-- TASK REQUIREMENTS --
Down to the final character, output the records below as they stand.

-- MATERIAL FOR THE TASK --
◇ ◇ ◇
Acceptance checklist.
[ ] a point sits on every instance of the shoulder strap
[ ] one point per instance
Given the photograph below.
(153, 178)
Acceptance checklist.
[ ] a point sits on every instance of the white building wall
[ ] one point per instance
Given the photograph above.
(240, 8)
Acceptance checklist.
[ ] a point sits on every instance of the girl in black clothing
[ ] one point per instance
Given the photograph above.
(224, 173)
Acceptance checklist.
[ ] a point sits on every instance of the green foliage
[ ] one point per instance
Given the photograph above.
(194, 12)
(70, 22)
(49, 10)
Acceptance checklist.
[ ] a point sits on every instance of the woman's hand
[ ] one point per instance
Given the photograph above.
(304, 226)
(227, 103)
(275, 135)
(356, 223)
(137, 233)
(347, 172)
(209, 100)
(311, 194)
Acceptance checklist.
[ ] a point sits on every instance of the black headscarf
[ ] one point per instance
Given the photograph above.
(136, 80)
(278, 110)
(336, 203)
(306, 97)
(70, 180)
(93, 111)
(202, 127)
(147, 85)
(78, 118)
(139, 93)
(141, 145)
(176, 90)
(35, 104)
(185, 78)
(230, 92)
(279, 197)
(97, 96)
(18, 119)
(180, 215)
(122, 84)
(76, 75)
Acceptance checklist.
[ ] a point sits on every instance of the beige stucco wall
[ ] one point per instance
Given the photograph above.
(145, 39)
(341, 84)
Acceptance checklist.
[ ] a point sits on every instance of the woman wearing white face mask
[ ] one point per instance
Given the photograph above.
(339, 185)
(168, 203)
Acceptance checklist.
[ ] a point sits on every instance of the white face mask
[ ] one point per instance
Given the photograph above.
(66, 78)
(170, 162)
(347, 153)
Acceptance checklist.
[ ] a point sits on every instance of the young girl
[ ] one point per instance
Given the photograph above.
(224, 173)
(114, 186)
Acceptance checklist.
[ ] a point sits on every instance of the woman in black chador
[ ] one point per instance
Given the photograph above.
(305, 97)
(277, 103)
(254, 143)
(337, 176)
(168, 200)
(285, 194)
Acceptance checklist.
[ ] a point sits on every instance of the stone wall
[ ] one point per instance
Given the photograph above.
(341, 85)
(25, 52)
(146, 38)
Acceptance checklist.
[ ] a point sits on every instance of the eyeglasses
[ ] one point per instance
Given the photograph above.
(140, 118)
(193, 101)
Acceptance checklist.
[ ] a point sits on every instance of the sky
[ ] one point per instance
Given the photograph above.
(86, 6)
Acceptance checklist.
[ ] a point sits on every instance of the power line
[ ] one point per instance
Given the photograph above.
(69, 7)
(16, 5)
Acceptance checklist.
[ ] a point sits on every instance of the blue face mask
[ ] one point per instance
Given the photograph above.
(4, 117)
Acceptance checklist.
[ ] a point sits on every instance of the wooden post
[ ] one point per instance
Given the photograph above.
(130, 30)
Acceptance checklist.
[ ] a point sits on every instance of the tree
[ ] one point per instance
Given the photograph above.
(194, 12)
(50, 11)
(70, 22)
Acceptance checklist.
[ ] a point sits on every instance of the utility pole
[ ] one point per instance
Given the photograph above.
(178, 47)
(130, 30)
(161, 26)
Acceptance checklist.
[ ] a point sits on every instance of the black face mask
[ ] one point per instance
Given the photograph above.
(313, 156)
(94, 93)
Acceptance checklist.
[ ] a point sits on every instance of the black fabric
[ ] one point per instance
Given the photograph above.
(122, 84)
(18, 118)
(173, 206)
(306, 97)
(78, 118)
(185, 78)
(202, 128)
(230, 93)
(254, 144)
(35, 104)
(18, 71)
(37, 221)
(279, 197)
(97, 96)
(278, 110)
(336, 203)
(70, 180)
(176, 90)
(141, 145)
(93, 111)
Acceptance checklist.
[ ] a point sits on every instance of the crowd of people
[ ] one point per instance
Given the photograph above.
◇ ◇ ◇
-- ANSWER BELOW --
Acceptance checklist.
[ ] a point sits on every instance of the shoulder strap
[ ] one point per instance
Given the photograph below.
(153, 178)
Acceptance checklist.
[ ] a point sits on every instance of the white building wall
[ ] one point per instance
Given the photograph above.
(240, 8)
Acceptance checklist.
[ ] a point sits on every instance of the girl in black clothing
[ ] one point per instance
Given the photograph above.
(224, 173)
Acceptance checklist.
[ ] a point sits on every instance of the green foliage
[ ] one point per instance
Given the photograph above.
(194, 12)
(70, 22)
(49, 10)
Acceptance checklist.
[ ] a point sits on every instance of the woman's hand
[ ] one point per instance
Given the photograph above.
(304, 226)
(227, 103)
(275, 135)
(356, 223)
(137, 233)
(347, 172)
(209, 100)
(311, 194)
Acceptance checklist.
[ ] a point sits on every instance of the black headscarf
[ ] one point per instance
Given the photograph above.
(136, 80)
(278, 110)
(336, 203)
(306, 97)
(70, 180)
(93, 111)
(202, 127)
(147, 85)
(78, 118)
(139, 93)
(141, 145)
(176, 90)
(35, 104)
(185, 78)
(230, 92)
(279, 197)
(97, 96)
(18, 119)
(180, 215)
(122, 84)
(76, 75)
Acceptance checklist.
[ ] a point sits on every instance of the beige stucco wall
[ ] one point per instance
Given the photograph above.
(145, 39)
(341, 84)
Acceptance checklist.
[ ] a point sits on every instance of the woman wearing white face mask
[ ] one point per instance
Given the photograph above.
(339, 185)
(168, 203)
Acceptance checklist.
[ ] a point sits on every instance of the white face mask
[ ] one point per instance
Given the photograph above.
(66, 78)
(170, 162)
(347, 153)
Acceptance checklist.
[ ] a point sits on every instance of the young girl
[ ] one point per instance
Given the photograph above.
(224, 173)
(114, 186)
Acceptance checklist.
[ ] a point sits on every instance of the woman in black chador
[ ] one point per instance
Given the photograph above.
(305, 97)
(277, 103)
(254, 143)
(337, 176)
(168, 200)
(285, 194)
Acceptance checklist.
[ ] a point sits on every instance of the stone wall
[ ] one point per instance
Given the photograph above.
(341, 85)
(25, 52)
(146, 38)
Acceptance checklist.
[ ] a point sits on every instance of the eyeglasses
[ ] one point per instance
Given the photograph above.
(140, 118)
(193, 101)
Acceptance checklist.
[ ] a point sits on every instance of the sky
[ ] one point per instance
Given the photograph above.
(86, 6)
Acceptance checklist.
[ ] a point sits on every instance of the power line
[ ] one point per instance
Given the photograph above.
(69, 7)
(16, 5)
Acceptance checklist.
[ ] a point sits on every instance of the blue face mask
[ ] one point per instance
Given the photograph above.
(4, 117)
Acceptance checklist.
[ ] a point sits on every instance of the wooden post
[ ] one point per instance
Given the photograph above.
(130, 30)
Acceptance checklist.
[ ] a point sits on every instance of the tree
[ ] one point per instance
Given the photograph above.
(194, 12)
(50, 11)
(70, 22)
Acceptance checklist.
[ ] a point sits on every instance of the utility pole
[ ] one point per instance
Given the photograph above.
(178, 47)
(130, 30)
(161, 26)
Acceptance checklist.
[ ] a point sits on every instance of the black face mask
[ ] one point per instance
Given the photograph above.
(313, 156)
(94, 93)
Acceptance checklist.
[ ] a point sits on every instance of the black fabric
[ ] one point per instance
Given the photograph above.
(122, 84)
(18, 118)
(173, 206)
(306, 97)
(78, 118)
(185, 78)
(202, 128)
(230, 93)
(254, 144)
(35, 104)
(18, 71)
(37, 221)
(279, 197)
(97, 96)
(278, 110)
(336, 203)
(70, 180)
(176, 90)
(141, 145)
(93, 111)
Acceptance checklist.
[ ] a point sits on every instance of the crowd of people
[ ] one point per instance
Given the photograph above.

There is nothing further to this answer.